## BEGIN GIVEN DATA

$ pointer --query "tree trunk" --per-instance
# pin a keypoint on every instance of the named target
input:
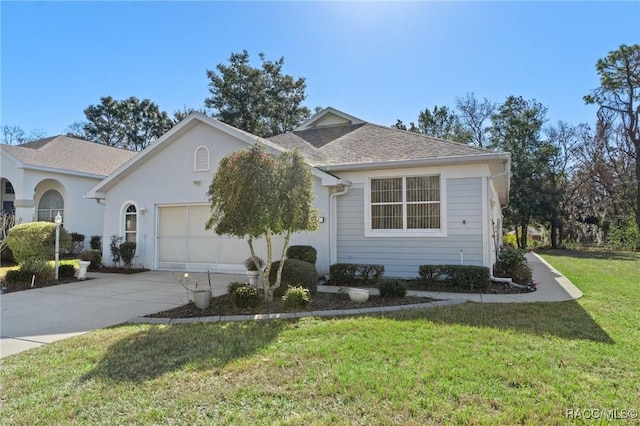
(524, 228)
(637, 146)
(554, 232)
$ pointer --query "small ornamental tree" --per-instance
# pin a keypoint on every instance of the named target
(256, 194)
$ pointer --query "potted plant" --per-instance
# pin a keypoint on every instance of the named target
(254, 266)
(85, 261)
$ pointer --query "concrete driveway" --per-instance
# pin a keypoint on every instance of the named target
(35, 317)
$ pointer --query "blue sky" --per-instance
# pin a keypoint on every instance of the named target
(376, 61)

## END GIVEN DATA

WRITTEN TASK: Render the lines above as a JSON list of strings, with one string per line, skipping any blank lines. Leave the pictures out of the answer.

OUTPUT OF THE TASK:
[
  "$ pointer --query \"tree trunk\" --per-instance",
  "# pin a keypoint on every instance of the named target",
  "input:",
  "(524, 228)",
  "(637, 146)",
  "(554, 232)",
  "$ pointer --query \"small ornamental tree\" --per-instance",
  "# pin a keypoint on every instance of the named target",
  "(256, 194)",
  "$ pointer --query \"potted plant\" --per-instance",
  "# pin a keypoint on every instance of the named target",
  "(254, 266)",
  "(85, 261)",
  "$ pointer --query \"concrete driveway\" --per-instance",
  "# pin a keypoint on every instance of the named target",
  "(35, 317)",
  "$ pointer --query \"blue sky\" --per-instance",
  "# pin a keypoint on every instance of the named target",
  "(376, 61)"
]